### Requirement
Pull out every row below that contains the string "spire" and copy each one in full.

### Exercise material
----
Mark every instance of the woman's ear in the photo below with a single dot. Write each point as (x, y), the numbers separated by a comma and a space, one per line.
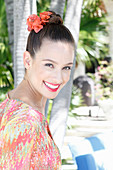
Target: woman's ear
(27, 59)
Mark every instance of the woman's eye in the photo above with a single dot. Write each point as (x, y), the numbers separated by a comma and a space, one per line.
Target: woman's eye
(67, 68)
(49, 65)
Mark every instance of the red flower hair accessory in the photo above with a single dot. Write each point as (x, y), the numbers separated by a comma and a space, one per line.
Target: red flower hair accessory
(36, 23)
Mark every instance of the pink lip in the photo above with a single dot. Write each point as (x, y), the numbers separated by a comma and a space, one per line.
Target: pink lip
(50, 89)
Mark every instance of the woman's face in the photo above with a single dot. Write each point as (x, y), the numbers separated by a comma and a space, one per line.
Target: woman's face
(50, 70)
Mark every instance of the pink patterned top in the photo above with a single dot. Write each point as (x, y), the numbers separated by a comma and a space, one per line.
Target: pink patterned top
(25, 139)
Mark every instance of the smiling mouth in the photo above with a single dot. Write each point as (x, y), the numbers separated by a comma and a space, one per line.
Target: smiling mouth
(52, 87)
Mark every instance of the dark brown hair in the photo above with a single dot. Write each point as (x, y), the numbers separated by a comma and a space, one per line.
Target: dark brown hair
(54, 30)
----
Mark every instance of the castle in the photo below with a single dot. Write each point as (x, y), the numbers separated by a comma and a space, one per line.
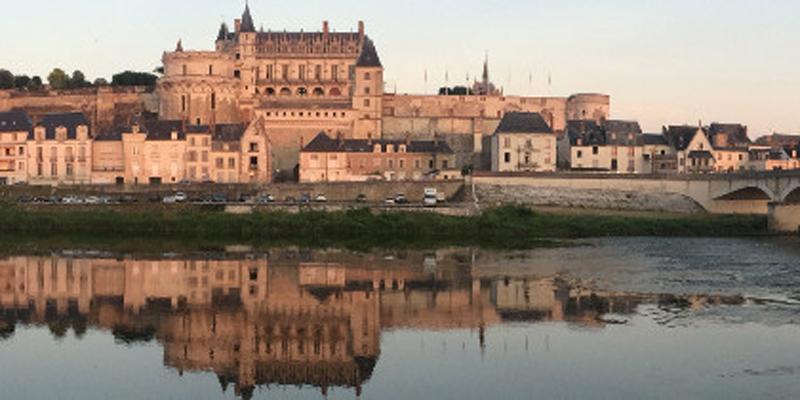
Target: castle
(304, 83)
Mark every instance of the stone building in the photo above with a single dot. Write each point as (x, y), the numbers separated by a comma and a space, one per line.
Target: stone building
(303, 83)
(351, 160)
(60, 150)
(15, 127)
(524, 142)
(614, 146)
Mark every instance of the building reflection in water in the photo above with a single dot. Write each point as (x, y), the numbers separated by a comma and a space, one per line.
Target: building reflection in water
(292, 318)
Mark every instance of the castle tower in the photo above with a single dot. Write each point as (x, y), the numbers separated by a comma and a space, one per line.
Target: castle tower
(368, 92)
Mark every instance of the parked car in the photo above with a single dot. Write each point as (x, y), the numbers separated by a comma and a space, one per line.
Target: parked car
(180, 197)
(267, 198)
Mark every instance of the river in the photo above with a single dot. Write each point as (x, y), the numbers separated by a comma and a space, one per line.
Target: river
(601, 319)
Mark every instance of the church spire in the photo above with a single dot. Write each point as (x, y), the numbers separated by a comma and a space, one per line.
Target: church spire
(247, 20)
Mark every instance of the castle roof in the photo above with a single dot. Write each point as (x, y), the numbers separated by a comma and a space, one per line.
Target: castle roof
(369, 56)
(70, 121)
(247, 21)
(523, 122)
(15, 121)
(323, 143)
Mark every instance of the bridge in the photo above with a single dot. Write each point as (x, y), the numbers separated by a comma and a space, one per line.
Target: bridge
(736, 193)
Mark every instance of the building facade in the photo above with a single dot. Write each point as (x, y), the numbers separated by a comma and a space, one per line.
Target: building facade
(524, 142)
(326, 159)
----
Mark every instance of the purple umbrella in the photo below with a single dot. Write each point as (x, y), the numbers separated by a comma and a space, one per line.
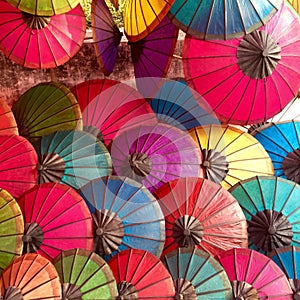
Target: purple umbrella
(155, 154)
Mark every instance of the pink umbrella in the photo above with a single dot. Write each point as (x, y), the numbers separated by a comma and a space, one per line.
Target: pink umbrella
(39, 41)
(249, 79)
----
### Solution for this task
Mark every instance of the church spire in the photo above with a single dot. Write each point as (x, y), the numbers separated by a comma and a space, one per line.
Target: church spire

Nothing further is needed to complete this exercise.